======== Information provided

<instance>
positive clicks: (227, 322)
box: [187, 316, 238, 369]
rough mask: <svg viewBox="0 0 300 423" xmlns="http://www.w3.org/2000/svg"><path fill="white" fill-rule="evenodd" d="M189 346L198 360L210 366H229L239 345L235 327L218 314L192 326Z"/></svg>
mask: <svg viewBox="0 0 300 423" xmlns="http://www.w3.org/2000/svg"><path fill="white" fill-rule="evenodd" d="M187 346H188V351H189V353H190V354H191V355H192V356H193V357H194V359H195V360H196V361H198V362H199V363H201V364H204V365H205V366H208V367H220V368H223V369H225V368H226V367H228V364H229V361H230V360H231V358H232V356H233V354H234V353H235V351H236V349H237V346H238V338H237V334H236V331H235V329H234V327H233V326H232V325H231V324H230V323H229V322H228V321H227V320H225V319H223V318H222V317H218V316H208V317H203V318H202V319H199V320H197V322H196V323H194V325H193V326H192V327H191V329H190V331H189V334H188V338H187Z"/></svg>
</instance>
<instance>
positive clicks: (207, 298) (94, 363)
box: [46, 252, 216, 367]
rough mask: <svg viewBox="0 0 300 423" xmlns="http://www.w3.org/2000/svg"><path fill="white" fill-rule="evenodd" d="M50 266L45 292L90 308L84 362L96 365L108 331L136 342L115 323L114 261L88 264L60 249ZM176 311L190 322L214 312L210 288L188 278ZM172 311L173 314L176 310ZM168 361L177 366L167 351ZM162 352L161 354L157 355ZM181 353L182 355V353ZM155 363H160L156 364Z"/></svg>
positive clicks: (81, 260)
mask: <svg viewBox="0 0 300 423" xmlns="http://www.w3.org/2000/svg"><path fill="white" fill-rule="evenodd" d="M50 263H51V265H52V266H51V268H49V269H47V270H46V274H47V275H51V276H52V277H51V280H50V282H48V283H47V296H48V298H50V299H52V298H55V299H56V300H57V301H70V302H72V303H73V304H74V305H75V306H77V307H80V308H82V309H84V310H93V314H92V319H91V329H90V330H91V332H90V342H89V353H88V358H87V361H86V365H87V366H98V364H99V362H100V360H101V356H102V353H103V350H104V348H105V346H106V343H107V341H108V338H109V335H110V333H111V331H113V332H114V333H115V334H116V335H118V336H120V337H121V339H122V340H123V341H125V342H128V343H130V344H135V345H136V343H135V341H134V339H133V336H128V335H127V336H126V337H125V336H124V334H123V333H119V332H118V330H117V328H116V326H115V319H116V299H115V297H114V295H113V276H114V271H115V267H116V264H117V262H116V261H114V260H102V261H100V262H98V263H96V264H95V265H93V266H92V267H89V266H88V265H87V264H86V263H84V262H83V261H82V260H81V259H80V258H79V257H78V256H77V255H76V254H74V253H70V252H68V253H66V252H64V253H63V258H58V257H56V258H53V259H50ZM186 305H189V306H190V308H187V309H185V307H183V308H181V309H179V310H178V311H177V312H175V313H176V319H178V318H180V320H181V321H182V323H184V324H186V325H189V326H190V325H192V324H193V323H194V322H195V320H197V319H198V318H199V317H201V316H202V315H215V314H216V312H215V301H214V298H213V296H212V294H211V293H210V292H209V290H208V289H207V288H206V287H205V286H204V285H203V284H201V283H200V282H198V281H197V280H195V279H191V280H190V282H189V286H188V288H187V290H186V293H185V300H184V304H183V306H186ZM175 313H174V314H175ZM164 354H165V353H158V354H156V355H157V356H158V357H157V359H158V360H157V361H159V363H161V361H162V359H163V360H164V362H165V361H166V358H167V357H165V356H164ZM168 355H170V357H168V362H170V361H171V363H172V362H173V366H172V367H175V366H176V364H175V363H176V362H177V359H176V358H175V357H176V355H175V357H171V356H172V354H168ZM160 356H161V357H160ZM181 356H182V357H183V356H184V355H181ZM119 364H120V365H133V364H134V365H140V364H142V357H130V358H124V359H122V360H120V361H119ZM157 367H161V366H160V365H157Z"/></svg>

================

## To do
The material must be duplicated in full, with each line kept exact.

## Output of the task
<instance>
positive clicks: (227, 322)
box: [187, 316, 238, 369]
rough mask: <svg viewBox="0 0 300 423" xmlns="http://www.w3.org/2000/svg"><path fill="white" fill-rule="evenodd" d="M189 346L198 360L210 366H229L239 345L235 327L218 314L192 326Z"/></svg>
mask: <svg viewBox="0 0 300 423" xmlns="http://www.w3.org/2000/svg"><path fill="white" fill-rule="evenodd" d="M187 346H188V351H189V353H190V354H191V355H192V356H193V357H194V359H195V360H196V361H198V362H199V363H201V364H204V365H205V366H208V367H220V368H223V369H225V368H226V367H228V364H229V361H230V360H231V358H232V356H233V354H234V353H235V351H236V349H237V346H238V338H237V334H236V331H235V329H234V327H233V326H232V325H231V324H230V323H229V322H228V321H227V320H225V319H223V318H222V317H218V316H208V317H203V318H202V319H199V320H197V322H196V323H194V325H193V326H192V327H191V329H190V331H189V334H188V338H187Z"/></svg>
</instance>
<instance>
positive clicks: (207, 298) (94, 363)
box: [46, 252, 216, 367]
rough mask: <svg viewBox="0 0 300 423" xmlns="http://www.w3.org/2000/svg"><path fill="white" fill-rule="evenodd" d="M50 266L45 292L90 308L84 362L96 365L108 331L136 342L115 323L114 261L88 264L60 249ZM176 311L190 322L214 312L210 288L188 278ZM172 311L173 314L176 310ZM168 361L177 366L167 351ZM162 352L161 354L157 355ZM181 353L182 355V353ZM155 363H160L156 364Z"/></svg>
positive clicks: (81, 260)
mask: <svg viewBox="0 0 300 423" xmlns="http://www.w3.org/2000/svg"><path fill="white" fill-rule="evenodd" d="M50 263H51V265H52V266H51V268H49V269H47V270H46V274H47V275H51V276H52V277H51V280H50V282H48V283H47V296H48V298H50V299H52V298H55V299H56V300H57V301H70V302H72V303H73V304H74V305H75V306H77V307H80V308H82V309H84V310H93V314H92V319H91V329H90V330H91V332H90V342H89V353H88V358H87V361H86V365H87V366H98V364H99V362H100V360H101V356H102V353H103V350H104V348H105V346H106V343H107V341H108V338H109V335H110V333H111V331H113V332H114V333H115V334H116V335H118V336H120V337H121V339H122V340H123V341H125V342H128V343H130V344H135V345H136V343H135V341H134V339H133V336H128V335H127V336H126V337H125V336H124V334H123V333H119V332H118V330H117V328H116V326H115V319H116V299H115V297H114V295H113V276H114V271H115V267H116V264H117V262H116V261H114V260H102V261H100V262H98V263H96V264H95V265H93V266H92V267H89V266H88V265H87V264H86V263H84V262H83V261H82V260H81V259H80V258H79V257H78V256H77V255H76V254H74V253H70V252H68V253H66V252H64V253H63V258H58V257H56V258H53V259H50ZM186 305H189V306H190V308H187V309H185V307H183V308H181V309H179V310H178V311H177V312H175V313H176V319H178V318H180V320H181V321H182V323H184V324H186V325H189V326H190V325H192V324H193V323H194V322H195V320H197V319H198V318H199V317H201V316H202V315H215V314H216V312H215V301H214V298H213V296H212V294H211V293H210V292H209V290H208V289H207V288H206V287H205V286H204V285H203V284H201V283H200V282H198V281H197V280H195V279H191V280H190V282H189V286H188V288H187V290H186V293H185V300H184V304H183V306H186ZM175 313H174V314H175ZM164 354H165V353H158V354H156V355H157V356H158V357H157V359H158V360H157V361H159V363H161V361H162V359H163V360H164V362H165V361H166V358H167V357H165V356H164ZM168 355H170V357H168V362H170V361H171V363H172V362H173V366H172V367H175V366H176V364H175V363H176V362H177V359H176V358H175V357H176V355H175V357H171V356H172V354H168ZM160 356H161V357H160ZM181 356H182V357H183V356H184V355H181ZM119 364H120V365H133V364H134V365H140V364H142V357H130V358H124V359H122V360H120V361H119ZM157 367H161V366H160V365H157Z"/></svg>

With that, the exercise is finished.